Start of Block

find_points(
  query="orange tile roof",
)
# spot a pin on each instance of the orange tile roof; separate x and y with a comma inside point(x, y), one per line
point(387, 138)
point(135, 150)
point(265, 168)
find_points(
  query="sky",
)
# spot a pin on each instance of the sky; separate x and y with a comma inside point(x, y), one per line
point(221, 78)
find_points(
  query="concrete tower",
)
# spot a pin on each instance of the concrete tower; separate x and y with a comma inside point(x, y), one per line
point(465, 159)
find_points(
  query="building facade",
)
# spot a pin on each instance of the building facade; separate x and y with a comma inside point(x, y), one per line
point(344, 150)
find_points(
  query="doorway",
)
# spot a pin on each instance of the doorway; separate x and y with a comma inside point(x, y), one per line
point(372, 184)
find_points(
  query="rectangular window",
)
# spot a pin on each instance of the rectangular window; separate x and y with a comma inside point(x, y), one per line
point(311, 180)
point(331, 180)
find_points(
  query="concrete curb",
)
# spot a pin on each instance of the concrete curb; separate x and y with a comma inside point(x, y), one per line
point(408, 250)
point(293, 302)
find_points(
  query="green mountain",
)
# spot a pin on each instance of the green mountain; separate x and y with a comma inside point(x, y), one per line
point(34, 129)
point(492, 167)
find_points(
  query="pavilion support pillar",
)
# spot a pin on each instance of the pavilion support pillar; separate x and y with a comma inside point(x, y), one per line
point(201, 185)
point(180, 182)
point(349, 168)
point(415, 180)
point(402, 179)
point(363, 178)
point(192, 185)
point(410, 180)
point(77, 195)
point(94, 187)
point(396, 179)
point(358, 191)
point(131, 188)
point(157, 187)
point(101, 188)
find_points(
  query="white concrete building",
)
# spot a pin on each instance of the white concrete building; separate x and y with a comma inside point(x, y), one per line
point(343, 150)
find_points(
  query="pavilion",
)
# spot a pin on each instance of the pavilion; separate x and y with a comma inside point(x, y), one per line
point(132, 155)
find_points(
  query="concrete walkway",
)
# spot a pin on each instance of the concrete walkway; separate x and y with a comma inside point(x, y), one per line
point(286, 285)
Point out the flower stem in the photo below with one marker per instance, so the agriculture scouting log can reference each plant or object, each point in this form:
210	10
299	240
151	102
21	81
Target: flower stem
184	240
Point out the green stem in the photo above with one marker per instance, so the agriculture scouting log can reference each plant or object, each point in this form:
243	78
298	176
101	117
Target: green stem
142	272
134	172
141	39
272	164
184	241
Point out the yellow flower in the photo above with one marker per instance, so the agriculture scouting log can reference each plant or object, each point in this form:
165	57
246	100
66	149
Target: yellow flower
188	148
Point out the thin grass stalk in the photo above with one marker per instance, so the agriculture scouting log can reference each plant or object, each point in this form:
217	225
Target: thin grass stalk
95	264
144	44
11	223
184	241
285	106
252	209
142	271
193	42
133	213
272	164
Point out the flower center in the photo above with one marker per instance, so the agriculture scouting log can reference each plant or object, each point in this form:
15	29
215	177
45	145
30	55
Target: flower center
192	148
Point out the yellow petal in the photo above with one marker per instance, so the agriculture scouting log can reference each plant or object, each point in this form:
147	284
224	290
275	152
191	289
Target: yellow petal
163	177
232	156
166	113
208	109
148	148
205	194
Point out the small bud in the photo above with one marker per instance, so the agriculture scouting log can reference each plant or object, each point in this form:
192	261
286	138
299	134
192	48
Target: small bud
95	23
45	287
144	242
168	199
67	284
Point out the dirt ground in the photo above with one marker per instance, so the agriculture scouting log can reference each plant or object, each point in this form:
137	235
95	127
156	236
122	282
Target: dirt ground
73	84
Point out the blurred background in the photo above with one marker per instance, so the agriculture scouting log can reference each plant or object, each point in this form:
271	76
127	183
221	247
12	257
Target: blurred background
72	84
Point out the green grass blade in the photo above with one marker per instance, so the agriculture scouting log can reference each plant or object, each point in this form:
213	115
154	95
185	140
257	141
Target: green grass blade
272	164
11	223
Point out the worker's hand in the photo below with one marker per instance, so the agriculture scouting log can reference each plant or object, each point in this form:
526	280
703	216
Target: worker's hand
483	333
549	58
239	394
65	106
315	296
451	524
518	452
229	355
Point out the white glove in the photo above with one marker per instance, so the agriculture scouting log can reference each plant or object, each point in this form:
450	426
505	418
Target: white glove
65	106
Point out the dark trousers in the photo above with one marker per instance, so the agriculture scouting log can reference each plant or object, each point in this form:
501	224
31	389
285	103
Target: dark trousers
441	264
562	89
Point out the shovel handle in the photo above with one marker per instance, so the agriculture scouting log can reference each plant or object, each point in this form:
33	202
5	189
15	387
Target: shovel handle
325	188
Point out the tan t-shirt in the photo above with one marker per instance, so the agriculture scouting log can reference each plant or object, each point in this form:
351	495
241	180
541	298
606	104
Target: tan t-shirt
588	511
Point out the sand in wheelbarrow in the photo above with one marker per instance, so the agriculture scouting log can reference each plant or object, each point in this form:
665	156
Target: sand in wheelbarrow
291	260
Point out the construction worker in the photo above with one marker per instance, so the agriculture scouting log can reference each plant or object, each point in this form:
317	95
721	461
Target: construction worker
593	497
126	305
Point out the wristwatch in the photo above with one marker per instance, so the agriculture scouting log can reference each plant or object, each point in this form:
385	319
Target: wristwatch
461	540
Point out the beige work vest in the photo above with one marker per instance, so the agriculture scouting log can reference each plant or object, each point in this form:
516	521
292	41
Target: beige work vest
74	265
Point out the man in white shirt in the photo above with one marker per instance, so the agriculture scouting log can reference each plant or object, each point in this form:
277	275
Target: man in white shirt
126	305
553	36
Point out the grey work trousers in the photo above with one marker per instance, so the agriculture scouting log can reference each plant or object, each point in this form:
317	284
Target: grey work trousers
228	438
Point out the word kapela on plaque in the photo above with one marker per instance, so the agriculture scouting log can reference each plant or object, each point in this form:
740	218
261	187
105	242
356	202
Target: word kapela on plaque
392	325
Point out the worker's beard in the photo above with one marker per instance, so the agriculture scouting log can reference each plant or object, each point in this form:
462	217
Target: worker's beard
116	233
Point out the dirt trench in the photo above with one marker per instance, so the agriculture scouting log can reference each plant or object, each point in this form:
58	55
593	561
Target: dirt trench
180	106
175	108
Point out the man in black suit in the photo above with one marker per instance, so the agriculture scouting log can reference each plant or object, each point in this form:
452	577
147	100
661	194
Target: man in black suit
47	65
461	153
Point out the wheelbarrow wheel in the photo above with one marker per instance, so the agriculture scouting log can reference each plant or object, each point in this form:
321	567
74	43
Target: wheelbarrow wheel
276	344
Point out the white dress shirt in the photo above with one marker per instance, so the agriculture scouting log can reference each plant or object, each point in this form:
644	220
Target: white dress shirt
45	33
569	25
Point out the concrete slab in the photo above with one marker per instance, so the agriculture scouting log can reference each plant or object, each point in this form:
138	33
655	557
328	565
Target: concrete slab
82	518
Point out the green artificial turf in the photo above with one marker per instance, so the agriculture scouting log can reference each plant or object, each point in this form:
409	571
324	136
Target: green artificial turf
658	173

End of Block

*Task objective*
Transcribe each line above exactly; skip none.

*Answer box*
find_points(
  query="orange tile roof",
)
# spot a pin on each instance of the orange tile roof; separate x and y with a comma inside point(x, y), one per line
point(387, 138)
point(135, 150)
point(265, 168)
find_points(
  query="sky",
)
# spot a pin on each instance of the sky; separate x and y with a comma inside point(x, y), one per line
point(221, 78)
find_points(
  query="concrete tower",
)
# spot a pin on each instance of the concrete tower; separate x and y with a comma inside point(x, y), one per line
point(465, 159)
find_points(
  query="building facade",
)
# spot a pin on each instance of the building facade; separate x and y with a comma inside point(x, y), one per line
point(344, 150)
find_points(
  query="doorway",
)
# spot a pin on each instance of the doorway; separate x and y with a comma inside point(x, y), one per line
point(372, 184)
find_points(
  query="rectangular window",
)
# spot a pin on each instance of the rectangular window; separate x and y with a comma inside point(x, y), one per line
point(311, 180)
point(331, 180)
find_points(
  query="concrete curb",
)
# spot a pin on each instance of the concrete curb; separate x and y with a comma inside point(x, y), one per line
point(408, 250)
point(293, 302)
find_points(
  query="green mountain",
)
# spot a pin on each instance of the green mountain; separate x and y with a comma inside point(x, y), one per line
point(34, 129)
point(492, 167)
find_points(
  query="pavilion support pillar",
)
# spot a pin on each instance of the pavilion support pillar; separate x and y with a comma inside point(x, y), one per line
point(201, 185)
point(180, 182)
point(349, 168)
point(415, 180)
point(402, 179)
point(363, 178)
point(192, 185)
point(410, 180)
point(77, 195)
point(94, 187)
point(396, 179)
point(358, 191)
point(131, 188)
point(157, 187)
point(101, 188)
find_points(
  query="white concrete building",
)
# spot a pin on each instance of the white concrete building; separate x and y with a comma inside point(x, y), one per line
point(343, 150)
find_points(
  query="pavilion",
)
# spot a pin on each instance of the pavilion; separate x and y with a comma inside point(x, y), one per line
point(132, 155)
find_points(
  query="concrete walkway",
)
# spot a pin on each instance of the concrete walkway; separate x and y with a comma inside point(x, y), one per line
point(286, 285)
Point out the flower stem in the photo below with one marker per instance, so the agriculture scouting log can reference each plant or object, each point in this form:
210	10
299	240
151	102
21	81
Target: flower stem
184	240
Point out the green stem in the photo above with one marker per instance, so the agriculture scouting log can reference each plant or object, each point in this form:
243	78
298	176
101	117
Target: green stem
142	272
134	172
141	39
272	164
184	241
Point out the yellow flower in the photo above with one marker per instance, so the agriculture scouting log can reference each plant or object, each point in this form:
165	57
246	100
66	149
Target: yellow flower
188	148
Point out the thin grass stalk in the photo above with one marker per instance, so the agriculture scouting log can reference each plant or object, each point in this form:
217	225
Target: thin grass stalk
95	264
144	44
11	223
184	241
285	106
252	209
142	271
193	42
133	213
272	164
Point out the flower center in the photo above with one marker per instance, so the agriculture scouting log can reference each plant or object, each point in this form:
15	29
215	177
45	145
30	55
Target: flower center
192	148
Point out the yellow petal in the photo above with one marker per instance, so the agriculture scouting log can reference each plant or object, each point in this form:
147	284
224	290
275	152
191	289
Target: yellow petal
163	177
232	156
166	113
208	109
148	148
205	194
Point out the small bud in the photo above with one marker per instance, so the agriculture scouting log can reference each plant or object, each point in this form:
192	261
286	138
299	134
192	48
Target: small bud
95	23
45	287
144	242
168	199
67	284
Point out the dirt ground in the photo above with one marker per instance, so the agriculture scouting log can reference each plant or object, each point in this form:
137	235
95	127
156	236
122	282
Target: dirt ground
73	84
Point out the blurred background in the photo above with one marker per instance, so the agriculture scouting log can reference each plant or object, each point in this form:
271	76
127	183
221	247
12	257
Target: blurred background
72	84
Point out the green grass blade in the photo above with one marker per instance, so the agriculture scouting log can reference each plant or object, each point in this form:
213	115
154	95
185	140
257	141
Target: green grass blade
272	164
11	223
Point out the worker's hand in the photo below with one marker per instance, so the agriculture scouting log can reference each plant or object, each point in this form:
526	280
703	216
Target: worker's hand
483	333
549	58
239	394
65	106
315	296
451	524
518	452
229	355
Point out the white glove in the photo above with one marker per instance, so the agriculture scouting log can reference each plant or object, each point in this form:
450	426
505	418
Target: white glove
65	106
Point out the dark trousers in the photo above with one marker per instance, so the agriculture scouting log can reference each plant or object, each point in this form:
501	224
31	389
285	103
Target: dark trousers
441	264
562	89
Point out the shovel handle in the photo above with one marker per instance, so the agriculture scouting log can reference each plant or object, each point in this form:
33	202
5	189
15	387
Target: shovel handle
325	188
Point out the tan t-shirt in the photo above with one marker per instance, so the agriculture scouting log can reference each plant or object, each point in this form:
351	495
241	180
541	298
606	104
Target: tan t-shirt
588	511
Point out the sand in wheelbarrow in the photo above with one marker per instance, so the agriculture scouting log can reference each plant or object, each point in this form:
665	156
Target: sand in wheelbarrow
291	260
Point out the construction worker in the photo above with one marker per instance, so the agriculture scouting log can reference each plant or object, each point in this form:
317	95
721	461
Target: construction worker
593	497
126	305
Point out the wristwatch in the photo above with one marker per instance, so the agriculture scouting log can reference each plant or object, each point in this form:
385	319
Target: wristwatch
461	540
Point out the beige work vest in the photo above with one marker per instance, so the agriculture scouting log can reference each plant or object, each point in this form:
516	521
292	41
Target: beige work vest
74	265
Point out the man in white shirt in the photo above with one marker per instance, so the agriculture scouting log can reference each plant or object, each point in this form:
277	275
Target: man in white shirt
126	305
553	36
Point out the grey work trousers in the photo above with one marker per instance, so the agriculture scouting log can reference each plant or object, each point in this form:
317	284
Target: grey work trousers
228	438
Point out the word kapela on plaque in the photo above with one marker per instance, so the agriculture scouting log can reference each plant or object, each point in this form:
740	218
261	187
105	242
356	202
Target: word kapela on plaque
392	325
Point out the worker's beard in the photo above with one marker per instance, so the agriculture scouting log can reference each plant or object, each point in this form:
462	217
Target: worker's beard
116	233
Point out the dirt trench in the photo above with one marker per instance, so the agriculture scouting log can reference each plant or object, each point in this form:
58	55
593	561
Target: dirt trench
180	106
175	108
Point out the man in black suit in the photo above with one marker per instance, so the agriculture scouting log can reference each plant or object, each point in this form:
452	577
147	100
661	194
Target: man in black suit
47	65
461	153
Point out the wheelbarrow wheel in the photo above with one marker per instance, so the agriculture scouting log can reference each plant or object, each point in this form:
321	567
74	43
Target: wheelbarrow wheel
276	344
Point out the white dress shirt in the photo above with one marker per instance, so the agriculture scouting log can reference each plant or object, each point in this form:
644	220
Target: white dress shirt
45	33
569	25
Point out the concrete slab in the photo above with one marker per instance, so the agriculture scouting log can reference each plant or object, each point in this form:
138	33
655	557
328	565
Target: concrete slab
82	518
Point out the green artificial turf in the photo above with one marker per instance, so the agriculture scouting log can reference each plant or object, each point in this form:
409	571
324	136
Target: green artificial turf
658	173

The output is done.